§ **WHAT YOU HAVE TO DO**
Across the whole listing, return each line exactly, with no images included.

§ **DATA TO PROCESS**

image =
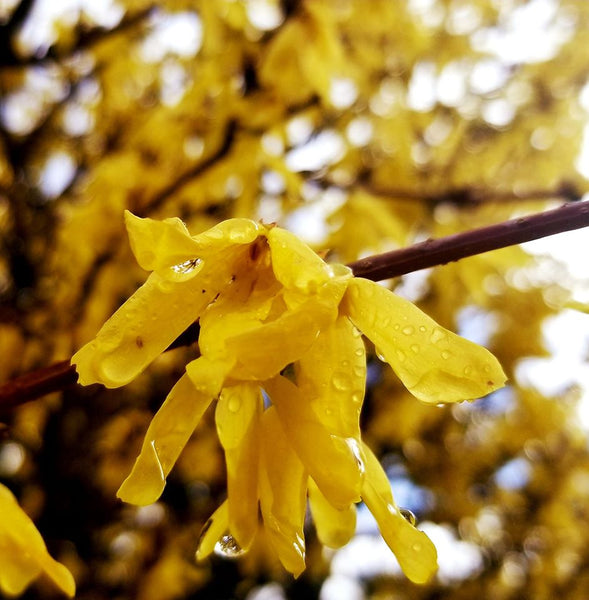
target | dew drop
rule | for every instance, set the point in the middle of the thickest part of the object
(438, 335)
(228, 547)
(408, 516)
(186, 267)
(234, 404)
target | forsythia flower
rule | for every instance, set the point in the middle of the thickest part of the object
(277, 322)
(23, 554)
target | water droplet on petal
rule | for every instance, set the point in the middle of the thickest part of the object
(187, 266)
(408, 516)
(228, 547)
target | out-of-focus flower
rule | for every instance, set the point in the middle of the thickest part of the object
(23, 554)
(277, 321)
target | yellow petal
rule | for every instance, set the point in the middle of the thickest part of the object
(157, 244)
(23, 554)
(414, 550)
(148, 322)
(166, 436)
(295, 264)
(334, 462)
(433, 363)
(332, 375)
(213, 530)
(334, 527)
(237, 418)
(282, 491)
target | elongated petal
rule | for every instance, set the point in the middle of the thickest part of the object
(332, 375)
(214, 529)
(414, 550)
(433, 363)
(157, 244)
(23, 554)
(148, 322)
(334, 462)
(166, 436)
(334, 527)
(237, 418)
(282, 490)
(295, 264)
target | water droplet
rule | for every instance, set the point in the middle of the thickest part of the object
(380, 355)
(187, 266)
(408, 516)
(234, 403)
(341, 381)
(438, 334)
(228, 547)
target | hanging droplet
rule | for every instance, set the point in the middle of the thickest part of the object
(228, 547)
(408, 516)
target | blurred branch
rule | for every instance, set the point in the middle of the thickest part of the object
(382, 266)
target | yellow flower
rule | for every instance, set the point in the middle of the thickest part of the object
(278, 322)
(23, 554)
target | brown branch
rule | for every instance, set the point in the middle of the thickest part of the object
(461, 245)
(382, 266)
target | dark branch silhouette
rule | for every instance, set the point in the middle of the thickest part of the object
(382, 266)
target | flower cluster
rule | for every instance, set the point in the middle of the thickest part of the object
(23, 554)
(281, 351)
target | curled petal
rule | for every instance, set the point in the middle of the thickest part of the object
(433, 363)
(157, 244)
(23, 554)
(295, 264)
(332, 375)
(166, 436)
(147, 323)
(334, 462)
(213, 530)
(334, 527)
(282, 491)
(414, 550)
(237, 418)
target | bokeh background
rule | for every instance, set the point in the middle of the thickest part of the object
(362, 126)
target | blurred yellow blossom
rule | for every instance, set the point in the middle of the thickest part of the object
(281, 349)
(23, 554)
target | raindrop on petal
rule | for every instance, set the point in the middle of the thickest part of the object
(228, 547)
(408, 516)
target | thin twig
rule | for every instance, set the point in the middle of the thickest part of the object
(382, 266)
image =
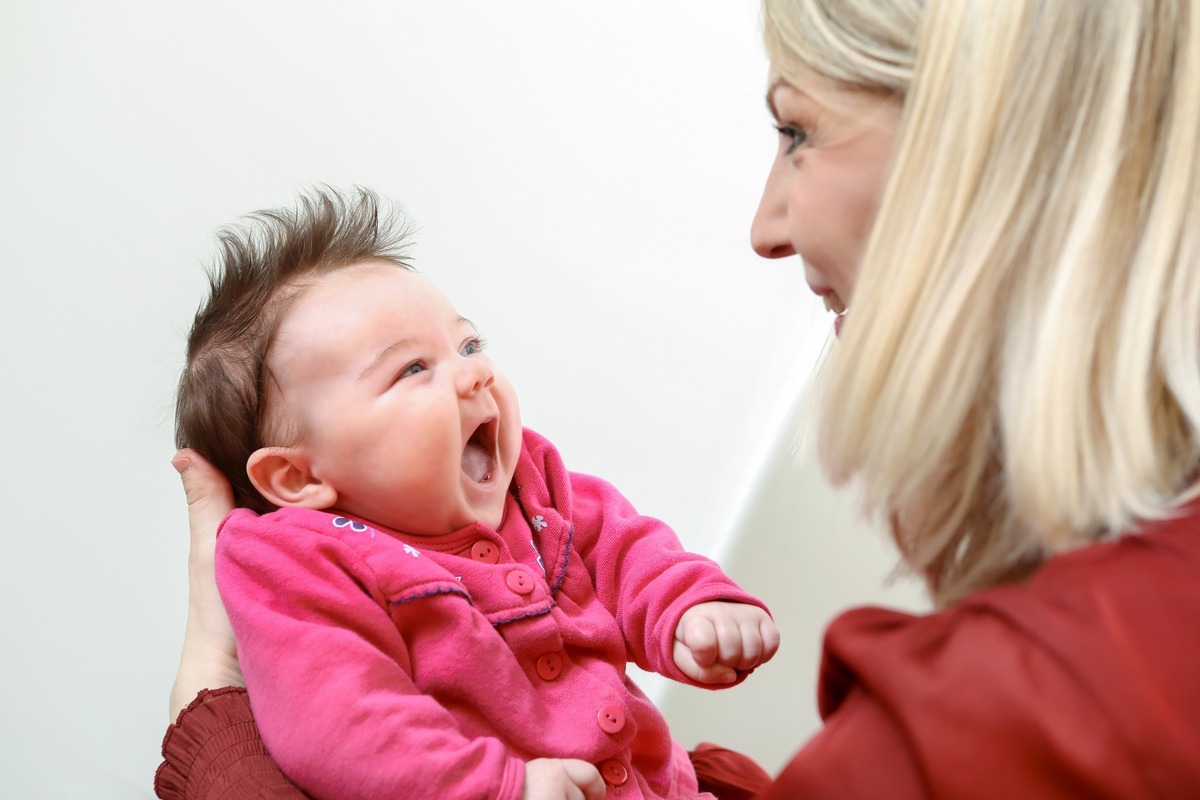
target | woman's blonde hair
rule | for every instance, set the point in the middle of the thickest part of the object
(1020, 371)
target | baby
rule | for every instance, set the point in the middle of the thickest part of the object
(426, 602)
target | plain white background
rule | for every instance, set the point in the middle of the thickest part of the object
(582, 178)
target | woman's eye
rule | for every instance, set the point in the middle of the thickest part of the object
(473, 346)
(793, 137)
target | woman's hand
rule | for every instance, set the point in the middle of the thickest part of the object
(210, 657)
(562, 779)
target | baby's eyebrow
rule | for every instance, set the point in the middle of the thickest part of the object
(383, 354)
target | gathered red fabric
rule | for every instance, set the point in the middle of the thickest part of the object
(1084, 681)
(214, 750)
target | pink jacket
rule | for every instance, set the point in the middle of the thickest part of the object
(390, 666)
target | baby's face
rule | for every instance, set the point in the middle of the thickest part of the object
(396, 405)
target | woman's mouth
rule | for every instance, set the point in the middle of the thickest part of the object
(479, 455)
(834, 304)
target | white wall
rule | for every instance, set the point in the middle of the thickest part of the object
(583, 178)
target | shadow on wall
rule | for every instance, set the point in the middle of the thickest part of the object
(804, 549)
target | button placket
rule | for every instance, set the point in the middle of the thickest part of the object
(485, 552)
(549, 666)
(611, 719)
(613, 773)
(519, 582)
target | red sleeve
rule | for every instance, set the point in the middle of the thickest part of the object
(215, 752)
(959, 704)
(859, 753)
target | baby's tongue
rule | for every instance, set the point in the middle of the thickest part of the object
(475, 462)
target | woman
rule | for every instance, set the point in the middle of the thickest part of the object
(1006, 196)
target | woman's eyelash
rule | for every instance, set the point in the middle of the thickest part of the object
(796, 137)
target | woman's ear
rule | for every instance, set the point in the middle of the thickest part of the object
(285, 477)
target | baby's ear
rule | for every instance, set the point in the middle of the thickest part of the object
(283, 476)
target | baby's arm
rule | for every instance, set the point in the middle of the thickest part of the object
(562, 779)
(714, 641)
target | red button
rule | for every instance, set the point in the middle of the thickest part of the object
(613, 771)
(485, 551)
(550, 666)
(611, 719)
(520, 582)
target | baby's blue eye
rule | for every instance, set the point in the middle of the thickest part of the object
(412, 370)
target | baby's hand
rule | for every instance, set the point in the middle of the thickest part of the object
(715, 639)
(562, 779)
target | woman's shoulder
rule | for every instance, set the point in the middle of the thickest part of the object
(1087, 671)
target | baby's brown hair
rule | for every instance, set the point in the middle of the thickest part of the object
(263, 265)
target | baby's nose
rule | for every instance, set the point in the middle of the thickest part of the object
(474, 376)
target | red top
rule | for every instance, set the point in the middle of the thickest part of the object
(1084, 683)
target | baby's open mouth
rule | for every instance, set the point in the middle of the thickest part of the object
(479, 455)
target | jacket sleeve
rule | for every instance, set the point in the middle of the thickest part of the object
(643, 575)
(329, 673)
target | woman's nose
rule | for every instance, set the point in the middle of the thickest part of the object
(474, 376)
(769, 234)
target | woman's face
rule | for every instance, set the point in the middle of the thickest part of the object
(826, 181)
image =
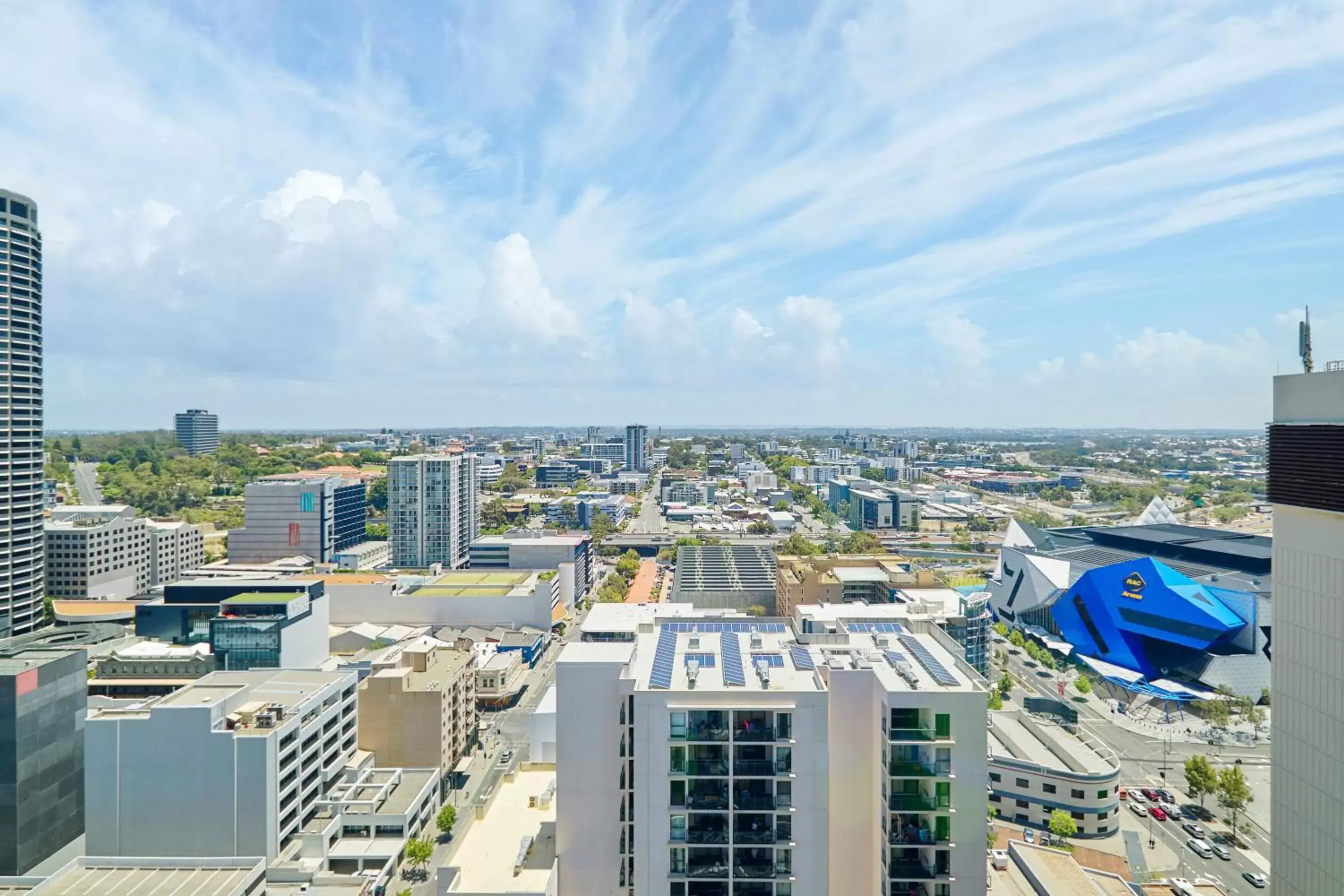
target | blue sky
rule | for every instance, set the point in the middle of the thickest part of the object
(460, 214)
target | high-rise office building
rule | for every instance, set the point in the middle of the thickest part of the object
(638, 448)
(706, 758)
(21, 435)
(198, 432)
(1307, 488)
(432, 508)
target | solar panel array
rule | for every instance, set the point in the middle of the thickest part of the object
(874, 628)
(764, 628)
(663, 660)
(732, 653)
(928, 660)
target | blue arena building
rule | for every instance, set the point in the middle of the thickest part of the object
(1146, 603)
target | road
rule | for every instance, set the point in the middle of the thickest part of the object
(650, 520)
(86, 482)
(1142, 762)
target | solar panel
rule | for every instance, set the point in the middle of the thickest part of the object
(705, 628)
(928, 660)
(732, 653)
(663, 660)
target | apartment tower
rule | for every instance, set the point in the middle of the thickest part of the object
(21, 429)
(432, 509)
(744, 758)
(1307, 488)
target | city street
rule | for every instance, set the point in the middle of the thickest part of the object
(86, 482)
(1142, 763)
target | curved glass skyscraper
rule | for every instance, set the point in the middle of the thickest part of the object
(21, 416)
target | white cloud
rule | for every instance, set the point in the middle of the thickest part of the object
(304, 203)
(517, 293)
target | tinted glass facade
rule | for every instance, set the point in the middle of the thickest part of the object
(42, 755)
(350, 515)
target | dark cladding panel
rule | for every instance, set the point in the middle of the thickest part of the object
(1307, 466)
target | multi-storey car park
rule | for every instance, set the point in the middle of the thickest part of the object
(714, 757)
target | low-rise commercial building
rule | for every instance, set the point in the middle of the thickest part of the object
(1037, 767)
(725, 577)
(365, 555)
(258, 749)
(418, 707)
(43, 703)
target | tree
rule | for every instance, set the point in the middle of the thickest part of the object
(862, 543)
(1062, 824)
(797, 546)
(447, 818)
(1201, 778)
(494, 515)
(1234, 794)
(420, 851)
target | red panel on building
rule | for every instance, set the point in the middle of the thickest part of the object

§ **COMPLETED TASK**
image =
target | dew drop
rule | for every instance, set the point in the middle of the thickest part of the object
(438, 335)
(228, 547)
(408, 516)
(186, 267)
(234, 404)
target | forsythia flower
rule | for every instance, set the point in the middle of the thickest part of the object
(277, 322)
(23, 554)
target | water droplet on petal
rule | for every instance, set the point in the middle of the thickest part of the object
(187, 266)
(408, 516)
(228, 547)
target | out-of-focus flower
rule | for every instance, set the point in the middle of the thickest part of the object
(23, 554)
(277, 321)
target | yellow petal
rule | for every instance, set the point in the middle of the thickest part of the object
(157, 244)
(23, 554)
(414, 550)
(148, 322)
(166, 436)
(295, 264)
(334, 462)
(433, 363)
(332, 375)
(213, 530)
(334, 527)
(237, 418)
(282, 491)
target | elongated petal
rule | for every instance, set the point in the middle of the thickest part of the object
(332, 375)
(214, 529)
(414, 550)
(433, 363)
(157, 244)
(23, 554)
(148, 322)
(334, 462)
(166, 436)
(334, 527)
(237, 418)
(282, 490)
(295, 264)
target | water droplet
rule | for every instance, set the point in the middle of the thickest part of the object
(380, 355)
(187, 266)
(408, 516)
(234, 403)
(341, 381)
(438, 334)
(228, 547)
target | hanging droplet
rule | for every instance, set the point in the middle of the thickest part of the object
(228, 547)
(408, 516)
target | blurred branch
rule | for every instance, set the point in the middle of the thickest part of the object
(382, 266)
target | yellow flower
rule | for every instance, set the point in the middle of the thickest part of the object
(278, 322)
(23, 554)
target | brown branch
rule | for every instance, set the point in the middle of the thickest part of the object
(461, 245)
(382, 266)
target | dark branch silhouette
rule | for every instance, set the point in the middle of the thickest part of the object
(382, 266)
target | flower cluster
rule | for every instance, set the point in the middle of the thickest part of the object
(23, 554)
(281, 351)
target | curled petal
rule | for every instance, set the point in the middle of the thickest part of the object
(433, 363)
(157, 244)
(23, 554)
(295, 264)
(332, 375)
(166, 436)
(147, 323)
(334, 462)
(213, 530)
(334, 527)
(282, 491)
(414, 550)
(237, 418)
target | bokeh background
rule | for every instance, set the point in the middle of the thickest part of the object
(362, 126)
target | blurred yellow blossom
rule | for every instance, set the point in the middle of the thickest part of the object
(281, 349)
(23, 554)
target | raindrop on petal
rule | for every instance, set the point in the middle of the thickest part of the object
(228, 547)
(408, 516)
target | thin twig
rule | for every instance, set the point in the middle of the thickest part of the object
(382, 266)
image =
target | woman's blonde hair
rule | for every instance, set the point in the middle of the thickest part of the object
(1020, 371)
target | baby
rule | for every instance, set the point in the middle of the thickest part of the object
(426, 602)
target | plain white background
rule | for every instance, set the point in the middle of the thickest part of the object
(582, 178)
target | woman's eye
rule | for every instance, set the point in the middle of the thickest part of the object
(473, 346)
(793, 137)
target | woman's hand
rule | for every instance, set the point in the middle of the thickest part of the object
(210, 657)
(562, 779)
target | baby's eyebrow
rule | for every instance, set the point in the middle of the thickest part of the object
(383, 354)
target | gathered red fabric
rule | for every instance, set the point in the middle of the thickest part of the object
(1084, 681)
(214, 750)
target | pink jacket
rule | for every instance, set the point in the middle of the thickest part of the object
(390, 666)
target | baby's face
rule | for every instance, set the point in the middle of the thickest part of the object
(396, 405)
target | woman's mouth
rule | for every instance, set the point in the middle of the thickest part of the object
(479, 455)
(834, 304)
target | white wall
rule | for every instance, set the point in the middle of the thickest part of the object
(583, 178)
target | shadow on wall
rule | for every instance, set the point in the middle of the thickest part of the object
(804, 549)
target | button placket
rule | for every instance, set the point in the middle of the thickest part of the object
(485, 552)
(549, 666)
(611, 719)
(613, 773)
(519, 582)
target | red sleeve
rule | for every instance, set the point in the middle of the thickest part of the object
(215, 752)
(959, 704)
(859, 753)
target | baby's tongue
rule | for every instance, set the point in the middle of the thickest part of the object
(475, 462)
target | woman
rule | for every instance, set the point in the middle of the thickest part of the object
(1006, 196)
target | woman's eyelash
rule | for every instance, set the point in the middle of the thickest part of the object
(796, 137)
target | woman's ear
rule | for every instance, set the point in the middle of the thickest part of the object
(285, 477)
target | baby's ear
rule | for every instance, set the point in the middle of the thickest part of the object
(283, 476)
target | baby's arm
rule | for every instance, set the point in the middle of the thickest part of the object
(562, 779)
(714, 641)
target | red button
rule | for every instance, set the point in the middle of the thickest part of the object
(613, 771)
(485, 551)
(550, 666)
(611, 719)
(520, 582)
target | baby's blue eye
rule | for every instance, set the point in the middle of the thickest part of the object
(412, 370)
target | baby's hand
rule | for every instance, set the point in the middle of the thickest part of the object
(715, 639)
(562, 779)
target | woman's shoulder
rule | for every instance, set the point in the middle of the thickest part of the object
(1087, 671)
target | baby's brown hair
rule | for every instance, set the point in the middle of the thickest part of the object
(263, 265)
target | baby's nose
rule | for every instance, set the point in the middle of the thickest part of the object
(474, 376)
target | red top
rule | for every instance, set the point in the middle of the thickest part of the object
(1084, 683)
target | baby's open mouth
rule | for every instance, set the point in the middle of the thickest part of the object
(479, 455)
target | jacket sleeve
rule | for every instance, set the point in the middle of the thickest part of the object
(643, 575)
(329, 673)
target | woman's nose
rule | for every instance, set the point in the middle of the thickest part of the object
(474, 376)
(769, 234)
target | woman's face
rule | for every instance, set the point in the middle of the thickest part of the object
(826, 181)
image =
target | blue sky
rule | for every instance, set the point in the middle of the thickest part of the object
(460, 214)
target | high-rise office building
rule | for every instance, set the point in the middle of the thickest part of the object
(638, 448)
(706, 758)
(21, 435)
(198, 432)
(1307, 488)
(432, 508)
target | solar panel array
rule | for every instance, set the point in the middle of the thickest part of the object
(874, 628)
(764, 628)
(663, 660)
(732, 653)
(928, 660)
target | blue arena building
rule | for every instance, set the point in the middle of the thickest part of the object
(1146, 603)
target | road
rule | for every instance, set the point in the middle of the thickest part of the object
(650, 520)
(86, 482)
(1142, 762)
target | solar panel
rule | for every instance, set the point in the middle of the thickest part of the object
(705, 628)
(928, 660)
(732, 653)
(663, 660)
target | apartment tower
rule | for every instance, set the point in the middle of the thickest part of the object
(21, 429)
(432, 509)
(744, 758)
(1307, 488)
target | city street
rule | for every instance, set the point in the middle of the thickest part of the object
(86, 482)
(1142, 763)
target | curved glass skyscraper
rule | for every instance, set the point in the middle of the thickest part of the object
(21, 416)
target | white cloud
rule | for every instance, set the point in the middle of the thickest part of the object
(304, 203)
(517, 293)
target | tinted glass facade
rule | for every instance, set the point in the middle of the thickest part of the object
(42, 755)
(350, 515)
target | dark cladding panel
rule | for every instance, set the point in the middle of the thickest part of the object
(1307, 466)
target | multi-storey car park
rule | for every instance, set the point in the middle of the thickest part of the object
(714, 757)
target | low-rise commercial building
rule | for every instance, set the point in the middle of the thickest part of the object
(1037, 767)
(725, 577)
(365, 555)
(258, 749)
(418, 707)
(43, 703)
target | tree
rule | for every instance, set the point in the middle of the thickest part of the object
(862, 543)
(1062, 824)
(797, 546)
(447, 818)
(1201, 778)
(494, 515)
(1234, 794)
(420, 851)
target | red panel on building
rule | for every instance, set the point in the middle of the thickest part of the object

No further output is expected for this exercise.